Source extract:
⟨
Shaker Heights claims to be a model community of early 90s progressivism. At the town’s heart are the Richardsons, a white, picture-perfect family. The mother, Elena Richardson, is a small-town journalist with dreams bigger than her bylines. She and her husband have four children: Lexie (the popular high school senior), Trip (the charismatic junior), Moody (the soft-hearted sophomore), and Isabelle (also known as Izzy, the family’s rebellious, artistic misfit).
Enter the Warrens, a family of two. Mia Warren is a photographer who moves whenever she “gets the bug.” Her daughter, Pearl, has never had her own room before. Their arrival to Shaker Heights garners an obsession from their landlord—the Richardsons. Moody falls in love with Pearl, who becomes Lexie’s best friend and Trip’s secret girlfriend. Izzy hires herself as Mia’s unpaid apprentice, and Mrs. Richardson launches her own private investigation into Mia’s mysterious past, abusing her journalistic connections in the process.
⟩
Collection entries:
⟨
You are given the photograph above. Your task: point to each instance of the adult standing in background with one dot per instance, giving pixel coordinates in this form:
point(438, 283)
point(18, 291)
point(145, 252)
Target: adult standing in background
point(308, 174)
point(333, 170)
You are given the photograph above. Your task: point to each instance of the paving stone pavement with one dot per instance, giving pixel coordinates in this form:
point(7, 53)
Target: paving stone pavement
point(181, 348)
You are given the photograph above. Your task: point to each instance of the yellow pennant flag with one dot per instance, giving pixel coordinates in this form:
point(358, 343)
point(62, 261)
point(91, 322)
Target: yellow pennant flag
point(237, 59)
⟩
Directions:
- A) According to the Shaker Heights summary, what is Elena Richardson's job?
- B) Rewrite the paragraph of the Shaker Heights summary that begins "Enter the Warrens" as a brief bulleted list that keeps its main facts.
- C) Carry on the Shaker Heights summary from the point where it stops.

Answers by item:
- A) She is a small-town journalist.

- B)
- The Warrens are a family of two: Mia, a photographer who moves whenever she "gets the bug," and her daughter Pearl, who has never had her own room.
- Their landlords, the Richardsons, become obsessed with them after they arrive in Shaker Heights.
- Moody falls in love with Pearl, who becomes Lexie's best friend and Trip's secret girlfriend.
- Izzy makes herself Mia's unpaid apprentice.
- Mrs. Richardson privately investigates Mia's mysterious past, abusing her journalistic connections.

- C)
This might sound like the grounds for a cheesy TV drama, but it isn’t. Characters that could easily fall into shallow tropes don’t. Ng is smarter than that. She has the deft hand of a science fiction writer, entrenching the novel with world- and character-building detail. Every now and then, she steps back to show her skill in seemingly tangential vignettes, like when she describes Izzy’s affinity for rebellion: “When they went to the pool, Lexie and Trip and Moody were allowed to splash in the shallow end, but Izzy—then age four—had to sit on a towel, coated in sunscreen and shaded by an umbrella. After a week of this, she jumped headfirst into the deep end and had to be rescued by the lifeguard.” But every line is a catalyst for the inevitable fire, thus forming a tight, coherent story within the book’s concentrated universe.
Ng devotes much of the novel’s time to tenderly and precisely fleshing out the motivations of the Richardsons and Warrens. However, because the bulk of “Little Fires Everywhere” revolves around these two families, Ng ends up glossing over the true conflict that ignites their idyllic little town—at least, the conflict that’s marketed as such on the book jacket. About 100 pages in, the Richardsons visit the McCulloughs, who are showing off their brand new one-year-old child—an adopted Chinese-American girl they’ve dubbed Mirabelle Rose McCullough. After several miscarriages, a baby is all Mrs. McCullough could have ever asked for, and it seems like their perfect lives are finally complete. That is, until Bebe Chow, Mirabelle’s—or May Ling’s—biological mother enters the picture, starting a custody battle that splits apart the town.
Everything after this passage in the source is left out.